- _Exercise instructions_:
In the listing below, change every occurrence of "Pin every instance of" to "Mark each" and leave all other text unchanged. Omit the pictures from your output.

— BEGIN Exercise material —

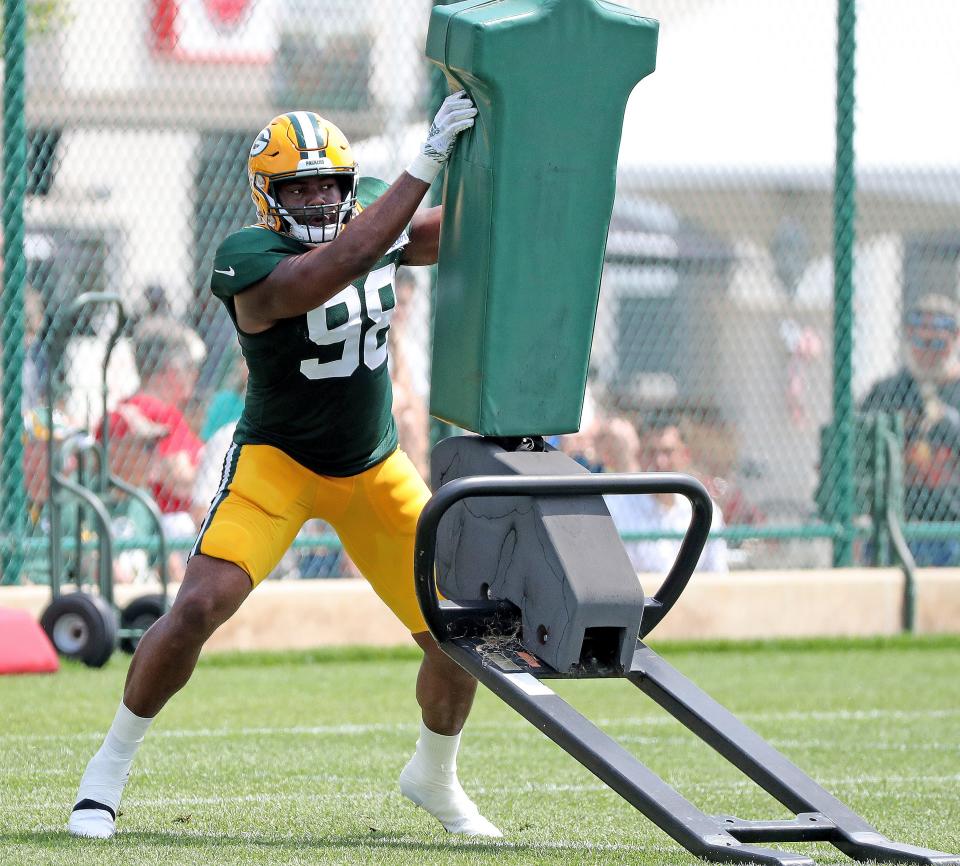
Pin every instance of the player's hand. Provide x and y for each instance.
(455, 115)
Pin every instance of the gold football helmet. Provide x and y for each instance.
(301, 144)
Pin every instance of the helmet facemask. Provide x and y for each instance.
(311, 224)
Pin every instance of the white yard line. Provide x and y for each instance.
(410, 728)
(376, 796)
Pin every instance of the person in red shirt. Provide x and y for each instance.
(168, 375)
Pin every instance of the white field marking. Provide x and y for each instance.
(879, 786)
(405, 728)
(187, 733)
(453, 841)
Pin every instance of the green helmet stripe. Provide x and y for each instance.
(298, 131)
(321, 134)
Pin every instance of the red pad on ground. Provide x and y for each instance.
(24, 646)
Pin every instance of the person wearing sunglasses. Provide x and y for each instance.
(926, 392)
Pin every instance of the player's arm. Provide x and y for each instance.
(303, 282)
(424, 246)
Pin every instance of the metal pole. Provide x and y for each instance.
(13, 499)
(844, 238)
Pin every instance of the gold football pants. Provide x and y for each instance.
(266, 496)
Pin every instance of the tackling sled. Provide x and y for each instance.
(515, 626)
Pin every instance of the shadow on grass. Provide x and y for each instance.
(124, 841)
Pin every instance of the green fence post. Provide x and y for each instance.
(438, 92)
(13, 500)
(844, 237)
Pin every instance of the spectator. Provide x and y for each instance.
(168, 373)
(663, 450)
(926, 391)
(616, 445)
(134, 444)
(34, 361)
(226, 405)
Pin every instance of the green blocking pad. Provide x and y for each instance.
(527, 201)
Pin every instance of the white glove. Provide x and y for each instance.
(455, 115)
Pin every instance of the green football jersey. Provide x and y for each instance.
(319, 388)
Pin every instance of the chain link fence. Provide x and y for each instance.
(718, 344)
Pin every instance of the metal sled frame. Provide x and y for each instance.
(463, 630)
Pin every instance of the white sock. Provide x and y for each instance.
(430, 781)
(107, 772)
(436, 756)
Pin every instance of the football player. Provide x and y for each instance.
(310, 291)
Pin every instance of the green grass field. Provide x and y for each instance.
(293, 758)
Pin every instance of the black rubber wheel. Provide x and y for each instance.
(81, 626)
(141, 613)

— END Exercise material —

- _Finished exercise_:
Mark each the player's hand. Provide x and y for each instance.
(455, 115)
Mark each the gold football helmet. Provide x and y for each instance.
(301, 144)
Mark each the helmet facemask. Provide x and y for each instance.
(311, 224)
Mark each the white yard line. Provide x and y for each instance.
(410, 728)
(376, 796)
Mark each the person in red shirt. Provide x and y for each instance.
(168, 375)
Mark each the white field marking. Provide x and y for each instance.
(879, 786)
(405, 728)
(187, 733)
(453, 841)
Mark each the green helmet stripe. Provide x and y for each instance.
(298, 131)
(321, 134)
Mark each the red pad on ground. Provide x and y for each instance.
(24, 646)
Mark each the person wearing sunglasses. Provide x and y for each instance.
(926, 392)
Mark each the player's arm. Provide x and y for each instance.
(303, 282)
(424, 246)
Mark each the metal pole. Provide x and y for each instance.
(13, 499)
(844, 238)
Mark each the gold football pants. Provide x and y for each instance.
(266, 496)
Mark each the tackling sled. Provide x and y for each instance.
(515, 626)
Mark each the shadow on grass. Provide x and y for each instance.
(124, 841)
Mark each the green fence post. Provide x and y for each instance.
(438, 92)
(13, 500)
(844, 237)
Mark each the spectator. Provide x and y for each instance.
(168, 373)
(663, 450)
(926, 391)
(616, 445)
(134, 444)
(34, 361)
(226, 405)
Mark each the green blocking pad. Provide x and y for each instance.
(527, 201)
Mark each the white glove. Provide x and y for each instance.
(455, 115)
Mark each the green football jersey. Provide x and y for each instance.
(319, 388)
Mark each the chain link fence. Provide x and y for each instance.
(718, 344)
Mark each the metal sled frame. Provide x and y for each instance.
(463, 630)
Mark each the white sock. Provide x and y for each instance.
(430, 781)
(107, 772)
(436, 756)
Mark each the football player. Provide x and y for each instance.
(310, 291)
Mark each the green grass field. Provide x and y for each instance.
(293, 758)
Mark each the black rubber wheel. Provide x and y for each instance.
(81, 626)
(141, 613)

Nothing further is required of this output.